### Instrucción:
Extrae cada línea de las filas que contenga la palabra "striped", teniendo en cuenta las mayúsculas y minúsculas.

### Conjunto de datos:
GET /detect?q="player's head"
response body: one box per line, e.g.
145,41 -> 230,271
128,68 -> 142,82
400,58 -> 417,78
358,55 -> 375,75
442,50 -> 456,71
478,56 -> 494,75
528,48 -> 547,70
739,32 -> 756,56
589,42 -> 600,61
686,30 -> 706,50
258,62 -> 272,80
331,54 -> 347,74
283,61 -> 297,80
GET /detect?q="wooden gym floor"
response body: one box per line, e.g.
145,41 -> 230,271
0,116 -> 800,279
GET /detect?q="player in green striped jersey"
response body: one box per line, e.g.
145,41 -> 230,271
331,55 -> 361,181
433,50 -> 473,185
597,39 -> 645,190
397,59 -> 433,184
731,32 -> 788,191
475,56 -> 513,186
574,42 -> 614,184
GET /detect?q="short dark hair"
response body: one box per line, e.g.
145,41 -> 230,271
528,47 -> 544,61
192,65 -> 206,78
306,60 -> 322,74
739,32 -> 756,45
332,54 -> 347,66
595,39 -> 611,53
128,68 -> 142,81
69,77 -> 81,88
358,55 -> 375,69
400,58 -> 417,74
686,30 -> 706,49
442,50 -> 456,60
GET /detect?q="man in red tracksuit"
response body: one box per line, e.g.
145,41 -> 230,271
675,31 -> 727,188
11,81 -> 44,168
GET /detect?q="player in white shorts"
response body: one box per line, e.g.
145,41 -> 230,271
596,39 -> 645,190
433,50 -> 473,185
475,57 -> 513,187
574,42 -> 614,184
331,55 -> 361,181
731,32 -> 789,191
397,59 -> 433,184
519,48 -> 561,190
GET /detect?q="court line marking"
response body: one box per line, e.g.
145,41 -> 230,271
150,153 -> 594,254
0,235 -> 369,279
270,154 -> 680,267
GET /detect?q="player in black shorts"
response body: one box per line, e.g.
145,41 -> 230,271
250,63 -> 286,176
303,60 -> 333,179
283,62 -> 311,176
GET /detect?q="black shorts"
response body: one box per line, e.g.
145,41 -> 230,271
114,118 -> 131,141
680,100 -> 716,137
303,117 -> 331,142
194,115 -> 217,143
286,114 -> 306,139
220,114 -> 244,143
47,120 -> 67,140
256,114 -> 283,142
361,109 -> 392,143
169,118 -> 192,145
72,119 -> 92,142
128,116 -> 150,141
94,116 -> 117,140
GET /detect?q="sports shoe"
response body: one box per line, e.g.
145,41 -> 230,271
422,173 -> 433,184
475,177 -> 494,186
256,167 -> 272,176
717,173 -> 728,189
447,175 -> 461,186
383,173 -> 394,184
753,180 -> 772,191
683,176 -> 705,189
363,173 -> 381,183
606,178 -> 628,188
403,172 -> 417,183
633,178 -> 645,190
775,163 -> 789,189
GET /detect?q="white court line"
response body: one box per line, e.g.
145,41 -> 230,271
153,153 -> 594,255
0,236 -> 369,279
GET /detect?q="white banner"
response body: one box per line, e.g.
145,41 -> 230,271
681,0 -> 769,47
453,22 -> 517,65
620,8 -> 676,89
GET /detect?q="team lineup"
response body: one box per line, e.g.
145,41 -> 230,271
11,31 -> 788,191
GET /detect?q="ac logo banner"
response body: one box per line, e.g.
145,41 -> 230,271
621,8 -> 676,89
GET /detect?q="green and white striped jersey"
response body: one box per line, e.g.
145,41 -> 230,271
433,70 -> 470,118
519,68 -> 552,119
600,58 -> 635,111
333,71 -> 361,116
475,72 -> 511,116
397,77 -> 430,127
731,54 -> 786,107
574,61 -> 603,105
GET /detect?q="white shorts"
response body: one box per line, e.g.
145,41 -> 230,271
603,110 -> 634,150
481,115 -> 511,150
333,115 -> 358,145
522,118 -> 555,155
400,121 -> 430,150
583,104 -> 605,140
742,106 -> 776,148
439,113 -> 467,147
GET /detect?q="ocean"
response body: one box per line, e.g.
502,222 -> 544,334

### Respuesta del ejercicio:
GET /detect?q="player in green striped jersey"
GET /detect?q="green and white striped jersey"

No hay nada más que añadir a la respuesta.